- Excerpt to read -
* * * * *

License revenue decreased to $214,000 in the September 1997 period from $309,000
in the September 1996 period, a decrease of 31%. License revenue is generated as
part of a sale of a turnkey system pursuant to a contract or purchase order that
includes development of a turnkey system and maintenance. Third party hardware
and software revenue decreased to $724,000 in the September 1997 period from
$919,000 in the September 1996 period, reflecting a decrease of 21%. Sales of
third party hardware and software are made in connection with the sales of
turnkey systems.
Revenue from contracts from government agencies represented 35% of revenue for
September 1997 period . The Company believes that such contracts will continue
to represent an important part of its business.
Gross profit decreased to $625,000 in the September 1997 period from $1,283,000
in the September 1996 period, a 51% decrease. The decrease in the gross profit
was substantially the result of the reduction in revenue from the IBN contract,
on which there was a negative gross profit as well as a decrease in the health
information systems license revenue.
Selling, general and administrative expenses were $2,015,000 in the September
1997 period, an increase of 35% from the $1,489,000 in the September 1996
period. This increase was the result of an increase in personnel and salaries in
the sales and marketing and administrative areas as well as an increase in other
direct sales expenses and insurance.
During the September 1996 period, the Company incurred non cash compensation
charges of $2.2 million arising out of the issuance by the Company of warrants
and options having exercise prices which were less than the market value of the
Common Stock at the date of approval by the board of directors. No such charges
were incurred during the September 1997 period.
-10-
<PAGE>
During the September 1996 period, the Company issued shares of Common Stock to
certain lenders and as a result, incurred a financing cost of $1.7 million which
was charged to operations. No such charges were incurred during the September
1997 period.
In the September 1997 period, the Company's 50% share of the loss in its joint
venture corporation with respect to the development of CCAC software purchased
in 1996 increased from $109,000 in the September 1996 period to $140,000 in the
September 1997 period.

* * * * *

- Data entries -
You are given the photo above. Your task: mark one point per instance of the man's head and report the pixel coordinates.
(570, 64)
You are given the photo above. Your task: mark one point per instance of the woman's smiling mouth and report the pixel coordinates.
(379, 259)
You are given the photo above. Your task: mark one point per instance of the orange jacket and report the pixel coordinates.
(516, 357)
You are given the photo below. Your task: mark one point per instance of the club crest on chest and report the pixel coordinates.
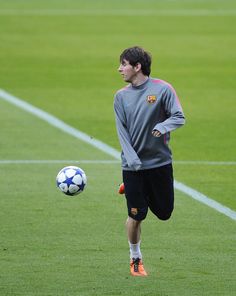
(151, 99)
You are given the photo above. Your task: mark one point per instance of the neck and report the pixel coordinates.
(138, 80)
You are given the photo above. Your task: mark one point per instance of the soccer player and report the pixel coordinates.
(146, 111)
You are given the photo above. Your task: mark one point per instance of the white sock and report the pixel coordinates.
(135, 251)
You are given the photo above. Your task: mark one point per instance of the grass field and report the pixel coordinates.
(62, 56)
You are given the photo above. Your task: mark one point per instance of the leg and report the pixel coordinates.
(133, 228)
(161, 191)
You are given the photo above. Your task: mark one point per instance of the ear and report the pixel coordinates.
(137, 67)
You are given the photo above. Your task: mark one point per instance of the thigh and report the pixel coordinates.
(135, 192)
(161, 191)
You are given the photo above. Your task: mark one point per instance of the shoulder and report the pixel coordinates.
(123, 90)
(160, 82)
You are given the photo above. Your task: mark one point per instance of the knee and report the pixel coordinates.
(164, 217)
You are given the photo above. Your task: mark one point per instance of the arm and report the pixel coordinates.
(174, 112)
(124, 138)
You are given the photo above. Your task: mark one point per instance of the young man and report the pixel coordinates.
(146, 111)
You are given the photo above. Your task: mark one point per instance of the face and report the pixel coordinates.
(127, 71)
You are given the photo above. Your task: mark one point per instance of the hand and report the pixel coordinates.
(156, 133)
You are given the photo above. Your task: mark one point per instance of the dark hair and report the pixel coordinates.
(136, 55)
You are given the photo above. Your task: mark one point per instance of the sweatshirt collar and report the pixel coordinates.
(141, 86)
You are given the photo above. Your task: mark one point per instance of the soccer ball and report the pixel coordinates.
(71, 180)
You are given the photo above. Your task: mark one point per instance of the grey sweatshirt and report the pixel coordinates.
(139, 110)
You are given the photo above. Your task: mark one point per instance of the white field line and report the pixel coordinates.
(202, 162)
(118, 12)
(56, 161)
(108, 150)
(107, 161)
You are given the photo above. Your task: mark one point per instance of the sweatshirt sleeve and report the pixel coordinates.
(173, 111)
(124, 138)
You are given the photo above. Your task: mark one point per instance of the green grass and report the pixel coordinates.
(67, 65)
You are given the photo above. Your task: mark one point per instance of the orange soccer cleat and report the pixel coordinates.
(137, 268)
(121, 188)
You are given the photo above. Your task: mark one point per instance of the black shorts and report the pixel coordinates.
(153, 189)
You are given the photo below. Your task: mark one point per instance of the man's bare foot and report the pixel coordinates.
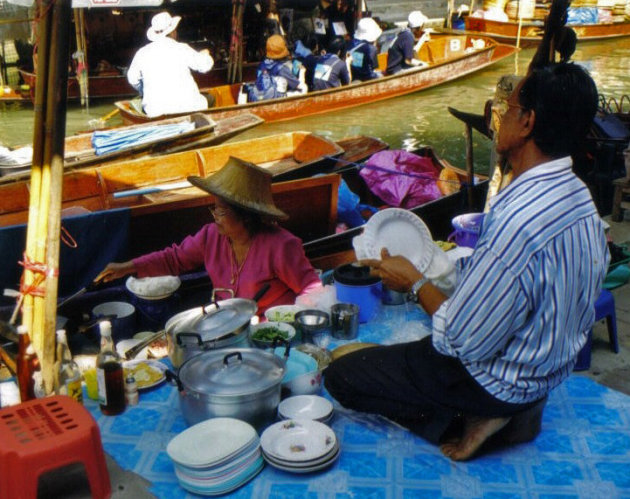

* * * * *

- What is required -
Continue the discussion of the company's September 1997 financial results, picking up after its last sentence.

- Result -
Interest expense was $239,000 in the September 1997 period, a decrease of
$155,000, or 39% from the $394,000 in the September 1996 period . This is a
result of a decrease in the average borrowings during the September 1997 period.
The most significant component of the interest expense on an ongoing basis is
the interest payable to the Company's asset-based lender. The Company pays
interest on such loan at a rate equal to the greater of 18% per annum or prime
plus 8% plus a fee of 1% of the face amount of the invoice. Effective August 1,
1997, the Company renegotiated its agreement with its asset - based lender
whereby the interest rate was reduced to a basic interest rate of prime plus
8.5% plus a fee of 5/8% of the face amount of the invoice.
Related party administrative expense was $135,000 in the September 1997 period,
an increase of $111,000 from the $24,000 in the September 1996 period. This
increase was the result of an agreement with The Trinity Group, an affiliate, to
provide general business, management and financial consulting services for a
monthly fee of $15,000.
The Company did not incur any research and development costs in the September
1997 and 1996 periods.
As a result of the foregoing factors, the Company incurred a net loss of $1.9
million, or $.28 per share, in the September 1997 period, as compared with a net
loss of $4.6 million, or $.92 per share, in the September 1996 period.
Three months ended September 30, 1997 and 1996
The Company's revenue for the three months ended September 30, 1997 (the
"September 1997 quarter") was $1,830,000, an increase of $267,000, or 17% from
the revenue for the three months ended September 30, 1996 (the "September 1996
quarter") which was $1,563,000.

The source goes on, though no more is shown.